— Task directions —
Only the lines that contain the string "hair" belong in the answer; pull them from the records.
◇ ◇ ◇ ◇ ◇ ◇ ◇
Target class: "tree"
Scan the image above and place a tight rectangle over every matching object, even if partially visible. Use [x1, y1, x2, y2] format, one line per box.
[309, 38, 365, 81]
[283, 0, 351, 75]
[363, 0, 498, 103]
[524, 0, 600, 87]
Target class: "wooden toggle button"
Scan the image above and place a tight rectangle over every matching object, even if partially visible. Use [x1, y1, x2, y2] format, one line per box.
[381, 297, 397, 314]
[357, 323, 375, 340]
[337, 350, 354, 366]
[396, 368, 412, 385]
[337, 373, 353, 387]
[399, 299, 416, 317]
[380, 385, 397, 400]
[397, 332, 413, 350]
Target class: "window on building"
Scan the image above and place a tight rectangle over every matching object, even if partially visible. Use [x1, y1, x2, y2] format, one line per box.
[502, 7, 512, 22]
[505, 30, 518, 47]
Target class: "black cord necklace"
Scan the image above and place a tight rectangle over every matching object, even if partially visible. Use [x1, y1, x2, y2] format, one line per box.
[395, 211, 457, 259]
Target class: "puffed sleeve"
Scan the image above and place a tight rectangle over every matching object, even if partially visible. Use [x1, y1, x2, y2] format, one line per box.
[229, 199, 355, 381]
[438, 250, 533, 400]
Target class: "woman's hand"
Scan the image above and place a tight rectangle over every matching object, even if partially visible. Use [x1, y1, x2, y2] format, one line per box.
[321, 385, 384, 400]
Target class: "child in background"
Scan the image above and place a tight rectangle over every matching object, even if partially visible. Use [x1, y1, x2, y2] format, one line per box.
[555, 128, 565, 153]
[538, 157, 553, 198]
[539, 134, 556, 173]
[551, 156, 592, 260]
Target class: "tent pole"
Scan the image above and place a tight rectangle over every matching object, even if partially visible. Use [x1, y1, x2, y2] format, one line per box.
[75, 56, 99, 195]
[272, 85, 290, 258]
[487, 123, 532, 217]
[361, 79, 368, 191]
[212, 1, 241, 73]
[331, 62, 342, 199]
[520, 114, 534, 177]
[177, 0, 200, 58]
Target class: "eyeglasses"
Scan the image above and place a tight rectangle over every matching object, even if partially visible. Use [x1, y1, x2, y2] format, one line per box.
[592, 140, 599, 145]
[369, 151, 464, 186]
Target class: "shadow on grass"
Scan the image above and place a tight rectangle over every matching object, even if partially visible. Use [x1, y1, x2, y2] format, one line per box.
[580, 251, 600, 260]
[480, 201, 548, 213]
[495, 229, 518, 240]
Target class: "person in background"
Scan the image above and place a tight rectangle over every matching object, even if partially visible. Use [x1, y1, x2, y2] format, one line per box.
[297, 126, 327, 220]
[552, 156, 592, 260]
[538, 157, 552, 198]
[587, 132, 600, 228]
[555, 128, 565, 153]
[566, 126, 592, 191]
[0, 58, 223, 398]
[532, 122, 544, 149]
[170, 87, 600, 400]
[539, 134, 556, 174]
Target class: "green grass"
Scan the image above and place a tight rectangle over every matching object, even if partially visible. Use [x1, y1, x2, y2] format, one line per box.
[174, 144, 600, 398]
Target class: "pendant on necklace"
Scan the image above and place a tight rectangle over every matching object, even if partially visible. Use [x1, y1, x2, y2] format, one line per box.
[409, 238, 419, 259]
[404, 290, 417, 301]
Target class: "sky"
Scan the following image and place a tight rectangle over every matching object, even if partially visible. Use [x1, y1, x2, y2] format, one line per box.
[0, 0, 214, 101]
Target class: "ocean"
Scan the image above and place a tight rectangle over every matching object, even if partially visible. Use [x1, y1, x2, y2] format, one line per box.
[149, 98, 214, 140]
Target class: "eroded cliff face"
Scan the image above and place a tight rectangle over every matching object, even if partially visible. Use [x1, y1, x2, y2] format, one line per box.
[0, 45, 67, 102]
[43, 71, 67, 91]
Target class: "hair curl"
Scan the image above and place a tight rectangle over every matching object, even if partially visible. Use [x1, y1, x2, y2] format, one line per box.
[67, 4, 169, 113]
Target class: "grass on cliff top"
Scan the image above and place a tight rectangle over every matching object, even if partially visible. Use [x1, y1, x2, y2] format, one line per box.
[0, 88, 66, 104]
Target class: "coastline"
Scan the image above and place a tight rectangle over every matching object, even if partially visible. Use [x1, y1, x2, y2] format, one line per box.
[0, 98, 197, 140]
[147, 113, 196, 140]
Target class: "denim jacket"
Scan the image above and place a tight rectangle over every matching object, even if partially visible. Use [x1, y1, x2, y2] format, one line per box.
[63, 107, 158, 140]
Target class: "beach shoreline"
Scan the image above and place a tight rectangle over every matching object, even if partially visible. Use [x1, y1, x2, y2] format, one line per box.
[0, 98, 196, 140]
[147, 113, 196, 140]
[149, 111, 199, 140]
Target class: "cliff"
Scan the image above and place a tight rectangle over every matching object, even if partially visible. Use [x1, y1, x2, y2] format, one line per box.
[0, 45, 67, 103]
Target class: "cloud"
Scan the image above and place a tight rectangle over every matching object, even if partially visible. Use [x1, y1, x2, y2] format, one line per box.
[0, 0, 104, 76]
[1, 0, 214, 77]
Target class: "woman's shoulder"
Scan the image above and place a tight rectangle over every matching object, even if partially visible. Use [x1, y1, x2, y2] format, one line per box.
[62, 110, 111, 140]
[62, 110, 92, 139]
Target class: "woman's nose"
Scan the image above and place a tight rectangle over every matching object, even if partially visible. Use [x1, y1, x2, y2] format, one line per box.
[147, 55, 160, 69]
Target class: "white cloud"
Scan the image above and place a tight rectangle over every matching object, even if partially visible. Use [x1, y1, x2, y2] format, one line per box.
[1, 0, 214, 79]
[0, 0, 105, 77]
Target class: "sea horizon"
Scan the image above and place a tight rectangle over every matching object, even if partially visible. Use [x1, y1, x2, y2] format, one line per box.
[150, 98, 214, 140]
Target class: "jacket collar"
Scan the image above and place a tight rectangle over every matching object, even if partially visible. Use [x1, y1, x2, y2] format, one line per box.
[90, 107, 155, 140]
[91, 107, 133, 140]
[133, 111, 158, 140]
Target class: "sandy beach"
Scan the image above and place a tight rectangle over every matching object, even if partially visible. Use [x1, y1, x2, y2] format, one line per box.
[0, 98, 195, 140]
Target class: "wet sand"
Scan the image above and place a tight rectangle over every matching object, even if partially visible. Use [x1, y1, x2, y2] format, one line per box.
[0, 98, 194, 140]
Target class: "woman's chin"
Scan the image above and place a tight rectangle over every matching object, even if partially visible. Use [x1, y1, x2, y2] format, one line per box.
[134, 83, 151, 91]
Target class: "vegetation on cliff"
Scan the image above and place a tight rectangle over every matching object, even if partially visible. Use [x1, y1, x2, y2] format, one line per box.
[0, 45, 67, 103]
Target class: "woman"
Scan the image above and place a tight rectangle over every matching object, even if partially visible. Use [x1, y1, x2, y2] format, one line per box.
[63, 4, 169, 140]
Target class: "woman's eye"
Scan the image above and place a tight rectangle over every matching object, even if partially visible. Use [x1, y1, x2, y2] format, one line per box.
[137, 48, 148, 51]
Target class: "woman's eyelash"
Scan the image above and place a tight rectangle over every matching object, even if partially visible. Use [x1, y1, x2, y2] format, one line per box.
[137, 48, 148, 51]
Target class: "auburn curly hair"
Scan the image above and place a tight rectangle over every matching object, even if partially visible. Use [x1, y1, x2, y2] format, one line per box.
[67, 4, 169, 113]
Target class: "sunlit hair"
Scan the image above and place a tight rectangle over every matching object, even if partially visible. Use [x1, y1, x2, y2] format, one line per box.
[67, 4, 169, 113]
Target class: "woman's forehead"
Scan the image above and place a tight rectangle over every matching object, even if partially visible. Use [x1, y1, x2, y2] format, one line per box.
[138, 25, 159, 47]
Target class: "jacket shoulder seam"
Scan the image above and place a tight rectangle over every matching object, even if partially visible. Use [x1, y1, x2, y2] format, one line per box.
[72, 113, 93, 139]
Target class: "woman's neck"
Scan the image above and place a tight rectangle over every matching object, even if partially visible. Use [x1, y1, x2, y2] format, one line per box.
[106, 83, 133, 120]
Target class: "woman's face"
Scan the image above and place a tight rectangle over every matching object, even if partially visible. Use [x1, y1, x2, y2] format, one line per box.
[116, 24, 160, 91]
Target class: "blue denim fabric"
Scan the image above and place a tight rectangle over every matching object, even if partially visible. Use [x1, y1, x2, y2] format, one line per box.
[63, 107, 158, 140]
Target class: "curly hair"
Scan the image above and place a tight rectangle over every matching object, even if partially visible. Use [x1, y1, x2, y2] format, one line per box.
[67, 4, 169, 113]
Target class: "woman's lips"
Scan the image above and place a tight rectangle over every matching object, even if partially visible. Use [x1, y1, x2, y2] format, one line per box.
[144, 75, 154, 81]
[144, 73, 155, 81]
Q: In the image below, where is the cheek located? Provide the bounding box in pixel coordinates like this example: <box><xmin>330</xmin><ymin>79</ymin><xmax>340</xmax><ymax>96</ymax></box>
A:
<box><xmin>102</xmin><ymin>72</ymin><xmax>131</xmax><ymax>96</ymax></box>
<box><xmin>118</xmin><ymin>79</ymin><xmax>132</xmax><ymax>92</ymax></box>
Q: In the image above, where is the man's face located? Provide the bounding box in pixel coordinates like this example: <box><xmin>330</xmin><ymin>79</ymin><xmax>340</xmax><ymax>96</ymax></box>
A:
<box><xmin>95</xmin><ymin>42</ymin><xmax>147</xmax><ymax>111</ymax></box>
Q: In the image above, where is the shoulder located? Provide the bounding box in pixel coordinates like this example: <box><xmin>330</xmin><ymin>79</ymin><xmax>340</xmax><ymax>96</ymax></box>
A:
◇ ◇ ◇ ◇ ◇ ◇ ◇
— Exercise result —
Target class: "hair curl"
Target class: "auburn curly hair"
Target class: "sunlit hair"
Target class: "curly hair"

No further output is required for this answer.